§ SELECTED TEXT
▬▬▬

We have had Maxicare, Tower Health, Health Plan of the Redwoods, Lifeguard, all go bankrupt and insolvent. This is becoming an industry where you have to have size and scope. I mean, we are no longer just a group purchasing plan for employers to buy, you know, hospital and doctor services. Look at what we are doing in terms of clinical management, having had information available to our members with, you know, online capabilities. You know, unless you have scale, you are not going to survive in this business, and I think you are going to continue to see significant consolidation. The top ten plans, which insure 40 percent of the population today, I think over the next five years may be up to 50, 60 percent of the population.
So I don't think it's a zero sum game for the large plans. I think it is maybe in terms of the overall market, but we are going to, you know, drive smaller plans out. I think there are some other great opportunities. There's 40, you know, some-odd million Americans that are uninsured. But that's not, you know, a—it is a problem that ought to be fixed. There's, you know, something like five million, six million of those actually qualify for federal and state programs. They are just not enrolled. We've got to get them enrolled, find ways to get them, you know—they are already eligible. We have got to get them in those, you know, government programs. And then there's, you know, almost another 18, you know, million of them that have family incomes greater than, you know, 300 percent of the federal poverty guidelines. They can afford health insurance; they just don't see the value, you know, in it, and we've got to create plans that make them, you know, feel like there's value, because their employers generally don't, you know, provide it. So the uninsured is, you know, there's only a real small component of that, you know, 42, where I think they don't qualify for a federal program and they really don't have the income level to, you know, spend on health insurance. And that's one where we've got to have a convergence of public and private.
And, you know, this is also an industry where, you know, even the big guys, you know, we are always finding at least one that's having some sort of, you know, problems, and we've been able to take advantage of.
So I think there are, you know, lots of opportunities. I think we've got to stay focused on, you know, those business pluses and make sure we have good networks, you know, good discounts, good products that meet people's needs, more innovative products, and I think we're there. I think, you know, we will have a track record of continuing to grow.
MS. WILSON: No surprise, lots of questions about the Cobalt deal. Kind of starting to run through, what is the cash-on-cash return expected for this deal, and can you also comment about is it accretive to "04 EPS, neutral, what have you?
MR. COLBY: Our parameter that we have, you know, stated, is for our acquisitions we would like to get a, you know, 15 percent pre-tax, you know, return. And that's, you know, cash on total, you know, price. And I think, you know, we will be able to get there, you know, within the, you know, first year, on that transaction.
In terms of, you know, accretion/dilution, we believe, because of some of the integration costs, the first year of the transaction may be relatively neutral to our earnings per share, and we would continue with our guidance for 2004 of about 6.30 to 6.35 in terms of earnings per share. And then in 2005 we think we will have our normal 15 percent growth rate, plus about five or ten cents of accretion from the Cobalt transaction.
MS. WILSON: Okay. And can you also comment on deal synergies ultimately expected from Cobalt, both in terms of cost savings versus revenue increase?

▬▬▬

§ WHAT THIS EXERCISE ASKS
1. In the transcript, duplicate everything from "And, you know, this" down to "take advantage of.".
2. List the health plans that the transcript says went bankrupt and insolvent.
3. Translate this sentence from the transcript into Spanish: "This is becoming an industry where you have to have size and scope."

▬▬▬

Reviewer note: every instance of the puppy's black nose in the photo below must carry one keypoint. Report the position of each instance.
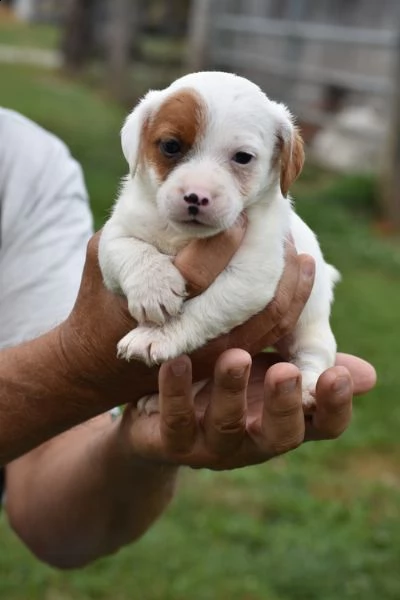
(195, 200)
(193, 210)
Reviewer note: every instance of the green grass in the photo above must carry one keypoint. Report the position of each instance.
(320, 523)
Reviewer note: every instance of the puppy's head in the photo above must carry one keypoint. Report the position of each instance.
(209, 146)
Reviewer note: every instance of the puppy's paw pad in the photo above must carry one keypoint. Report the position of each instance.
(163, 348)
(157, 296)
(135, 345)
(149, 405)
(309, 383)
(309, 403)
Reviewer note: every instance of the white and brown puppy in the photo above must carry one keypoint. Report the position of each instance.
(201, 152)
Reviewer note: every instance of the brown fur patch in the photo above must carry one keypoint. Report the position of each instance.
(291, 160)
(180, 117)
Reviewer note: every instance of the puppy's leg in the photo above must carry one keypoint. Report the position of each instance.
(153, 286)
(233, 298)
(313, 348)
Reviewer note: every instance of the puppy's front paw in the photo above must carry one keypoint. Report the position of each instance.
(136, 344)
(149, 344)
(149, 405)
(309, 384)
(157, 295)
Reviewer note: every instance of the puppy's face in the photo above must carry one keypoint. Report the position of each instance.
(209, 146)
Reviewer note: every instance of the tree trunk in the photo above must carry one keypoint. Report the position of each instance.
(390, 196)
(77, 44)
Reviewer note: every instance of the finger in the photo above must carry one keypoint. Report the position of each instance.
(303, 290)
(201, 261)
(334, 395)
(362, 373)
(177, 417)
(282, 425)
(225, 418)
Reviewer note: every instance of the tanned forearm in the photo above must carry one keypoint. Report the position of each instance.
(41, 396)
(93, 495)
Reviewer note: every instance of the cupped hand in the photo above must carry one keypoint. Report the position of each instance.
(249, 413)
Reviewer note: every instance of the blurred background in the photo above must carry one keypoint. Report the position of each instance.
(324, 521)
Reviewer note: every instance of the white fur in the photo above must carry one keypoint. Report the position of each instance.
(146, 230)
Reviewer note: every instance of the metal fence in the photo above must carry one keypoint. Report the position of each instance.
(311, 54)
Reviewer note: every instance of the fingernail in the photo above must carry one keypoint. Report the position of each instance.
(178, 367)
(288, 386)
(341, 385)
(237, 373)
(308, 269)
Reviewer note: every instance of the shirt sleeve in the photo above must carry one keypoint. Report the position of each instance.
(45, 226)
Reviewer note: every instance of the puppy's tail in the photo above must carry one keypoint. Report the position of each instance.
(334, 275)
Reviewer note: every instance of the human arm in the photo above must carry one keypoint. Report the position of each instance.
(124, 473)
(102, 494)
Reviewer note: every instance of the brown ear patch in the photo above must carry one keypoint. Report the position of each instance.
(181, 117)
(291, 159)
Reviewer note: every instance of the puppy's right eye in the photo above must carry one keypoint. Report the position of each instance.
(170, 148)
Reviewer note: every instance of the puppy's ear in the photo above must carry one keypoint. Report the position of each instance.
(291, 148)
(132, 130)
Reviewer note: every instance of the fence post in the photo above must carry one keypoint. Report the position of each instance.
(391, 170)
(197, 38)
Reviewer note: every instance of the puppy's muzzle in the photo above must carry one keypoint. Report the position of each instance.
(195, 201)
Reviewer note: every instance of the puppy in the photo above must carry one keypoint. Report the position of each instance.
(202, 152)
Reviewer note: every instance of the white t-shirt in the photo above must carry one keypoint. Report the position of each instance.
(45, 223)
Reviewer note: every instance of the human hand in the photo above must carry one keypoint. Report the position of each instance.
(100, 319)
(250, 412)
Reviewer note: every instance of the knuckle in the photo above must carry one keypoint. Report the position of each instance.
(232, 425)
(284, 444)
(178, 420)
(278, 307)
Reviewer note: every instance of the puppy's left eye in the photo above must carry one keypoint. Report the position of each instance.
(171, 148)
(242, 158)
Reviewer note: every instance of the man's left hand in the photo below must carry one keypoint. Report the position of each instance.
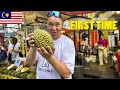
(46, 53)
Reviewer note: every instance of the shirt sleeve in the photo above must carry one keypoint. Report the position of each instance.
(68, 57)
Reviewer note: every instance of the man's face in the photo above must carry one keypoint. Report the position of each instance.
(54, 26)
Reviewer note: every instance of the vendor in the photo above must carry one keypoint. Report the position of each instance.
(102, 52)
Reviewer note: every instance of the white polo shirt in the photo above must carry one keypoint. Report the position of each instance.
(64, 51)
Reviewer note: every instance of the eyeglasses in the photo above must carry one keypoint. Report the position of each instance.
(54, 13)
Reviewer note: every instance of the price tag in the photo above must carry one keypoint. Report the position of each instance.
(17, 61)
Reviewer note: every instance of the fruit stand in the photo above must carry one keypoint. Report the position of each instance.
(11, 71)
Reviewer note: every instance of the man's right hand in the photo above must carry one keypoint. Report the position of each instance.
(31, 40)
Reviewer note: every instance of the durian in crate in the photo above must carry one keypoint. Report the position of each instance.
(19, 68)
(25, 69)
(42, 39)
(11, 67)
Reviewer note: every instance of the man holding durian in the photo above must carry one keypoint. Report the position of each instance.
(53, 51)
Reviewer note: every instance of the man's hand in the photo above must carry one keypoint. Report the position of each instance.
(46, 53)
(31, 40)
(12, 50)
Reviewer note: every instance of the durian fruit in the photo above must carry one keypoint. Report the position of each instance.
(33, 72)
(24, 75)
(6, 71)
(13, 73)
(25, 69)
(19, 68)
(2, 70)
(32, 68)
(17, 74)
(42, 39)
(11, 67)
(9, 73)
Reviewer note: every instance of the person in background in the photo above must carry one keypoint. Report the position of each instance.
(118, 55)
(102, 52)
(3, 54)
(53, 64)
(15, 49)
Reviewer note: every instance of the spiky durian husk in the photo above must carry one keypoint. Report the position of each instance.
(42, 38)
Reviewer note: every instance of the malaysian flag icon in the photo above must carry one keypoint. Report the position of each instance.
(11, 17)
(5, 15)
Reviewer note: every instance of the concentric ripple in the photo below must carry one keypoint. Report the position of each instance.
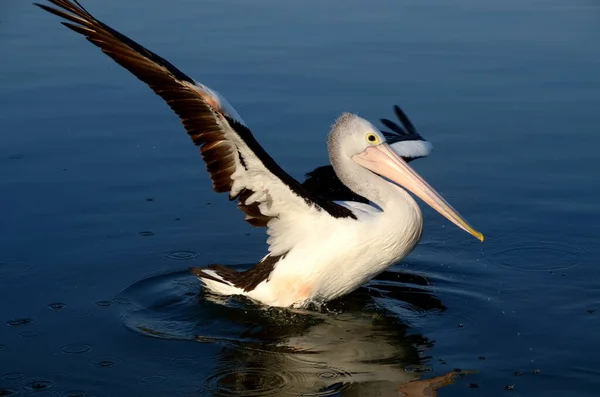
(14, 267)
(247, 382)
(181, 255)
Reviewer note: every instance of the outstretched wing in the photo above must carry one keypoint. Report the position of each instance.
(405, 141)
(236, 162)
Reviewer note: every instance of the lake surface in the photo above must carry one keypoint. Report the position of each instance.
(105, 203)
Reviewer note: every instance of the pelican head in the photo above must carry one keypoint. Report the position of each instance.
(362, 142)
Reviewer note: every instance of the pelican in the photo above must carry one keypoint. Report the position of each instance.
(319, 249)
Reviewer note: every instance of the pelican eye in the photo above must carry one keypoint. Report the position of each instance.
(373, 139)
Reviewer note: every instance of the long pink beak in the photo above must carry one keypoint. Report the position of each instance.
(382, 160)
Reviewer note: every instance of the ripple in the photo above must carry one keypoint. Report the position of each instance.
(76, 349)
(190, 390)
(246, 382)
(42, 393)
(105, 362)
(37, 384)
(18, 322)
(153, 380)
(80, 312)
(74, 393)
(14, 267)
(122, 301)
(56, 306)
(181, 255)
(417, 369)
(184, 362)
(13, 376)
(540, 256)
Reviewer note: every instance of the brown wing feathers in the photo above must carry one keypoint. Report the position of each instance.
(205, 124)
(200, 120)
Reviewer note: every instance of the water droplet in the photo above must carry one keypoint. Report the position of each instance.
(181, 255)
(17, 322)
(76, 349)
(56, 306)
(105, 362)
(14, 267)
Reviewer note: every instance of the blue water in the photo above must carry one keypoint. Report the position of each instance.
(91, 160)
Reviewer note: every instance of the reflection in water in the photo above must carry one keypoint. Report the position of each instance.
(351, 344)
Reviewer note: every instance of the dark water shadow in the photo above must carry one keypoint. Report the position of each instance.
(353, 344)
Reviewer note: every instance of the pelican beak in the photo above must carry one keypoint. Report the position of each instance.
(382, 160)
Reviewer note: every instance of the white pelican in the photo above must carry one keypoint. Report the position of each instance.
(318, 249)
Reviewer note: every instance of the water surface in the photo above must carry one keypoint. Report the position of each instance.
(105, 203)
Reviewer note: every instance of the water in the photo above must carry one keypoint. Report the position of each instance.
(105, 203)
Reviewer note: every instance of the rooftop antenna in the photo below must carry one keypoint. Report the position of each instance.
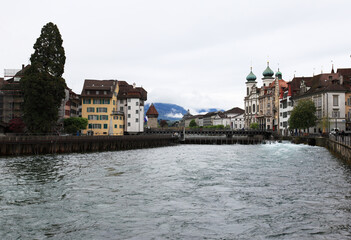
(332, 67)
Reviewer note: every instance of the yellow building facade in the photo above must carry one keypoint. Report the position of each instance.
(99, 106)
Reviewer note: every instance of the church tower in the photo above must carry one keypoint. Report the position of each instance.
(250, 82)
(267, 76)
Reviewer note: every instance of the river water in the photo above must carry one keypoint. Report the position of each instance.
(271, 191)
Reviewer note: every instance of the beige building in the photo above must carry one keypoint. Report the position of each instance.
(152, 116)
(99, 106)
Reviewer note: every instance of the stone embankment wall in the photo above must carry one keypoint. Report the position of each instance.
(21, 145)
(338, 147)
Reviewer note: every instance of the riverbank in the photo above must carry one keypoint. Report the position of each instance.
(29, 145)
(336, 146)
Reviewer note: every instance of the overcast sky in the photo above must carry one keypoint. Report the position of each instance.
(196, 54)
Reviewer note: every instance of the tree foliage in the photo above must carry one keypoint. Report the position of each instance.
(42, 84)
(254, 125)
(74, 124)
(16, 125)
(303, 116)
(192, 123)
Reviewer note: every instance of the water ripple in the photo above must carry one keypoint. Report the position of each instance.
(272, 191)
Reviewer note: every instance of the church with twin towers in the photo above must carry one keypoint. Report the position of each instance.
(262, 103)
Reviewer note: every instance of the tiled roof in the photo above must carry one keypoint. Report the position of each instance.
(152, 111)
(98, 88)
(235, 110)
(296, 83)
(128, 91)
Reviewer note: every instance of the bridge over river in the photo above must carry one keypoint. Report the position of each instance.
(215, 136)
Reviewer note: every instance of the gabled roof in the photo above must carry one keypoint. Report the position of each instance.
(129, 91)
(235, 110)
(152, 111)
(91, 87)
(296, 83)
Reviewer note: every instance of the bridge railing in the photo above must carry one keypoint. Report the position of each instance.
(341, 139)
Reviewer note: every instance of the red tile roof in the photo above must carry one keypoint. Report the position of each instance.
(98, 88)
(152, 111)
(129, 91)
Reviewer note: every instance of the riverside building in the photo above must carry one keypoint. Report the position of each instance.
(99, 106)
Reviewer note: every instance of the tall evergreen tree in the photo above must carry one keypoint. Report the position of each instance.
(43, 86)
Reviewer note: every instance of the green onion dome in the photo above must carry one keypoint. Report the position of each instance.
(268, 72)
(278, 74)
(251, 77)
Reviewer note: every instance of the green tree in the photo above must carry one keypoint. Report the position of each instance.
(16, 125)
(42, 84)
(254, 125)
(74, 124)
(192, 123)
(303, 116)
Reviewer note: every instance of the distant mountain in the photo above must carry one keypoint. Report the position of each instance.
(173, 112)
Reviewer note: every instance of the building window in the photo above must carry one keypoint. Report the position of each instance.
(335, 100)
(335, 114)
(349, 101)
(101, 101)
(101, 109)
(86, 101)
(93, 117)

▬▬▬

§ RESPONSES BY TASK
1.
And, you know, this is also an industry where, you know, even the big guys, you know, we are always finding at least one that's having some sort of, you know, problems, and we've been able to take advantage of.

2.
Maxicare
Tower Health
Health Plan of the Redwoods
Lifeguard

3. Esta se está convirtiendo en una industria en la que hay que tener tamaño y alcance.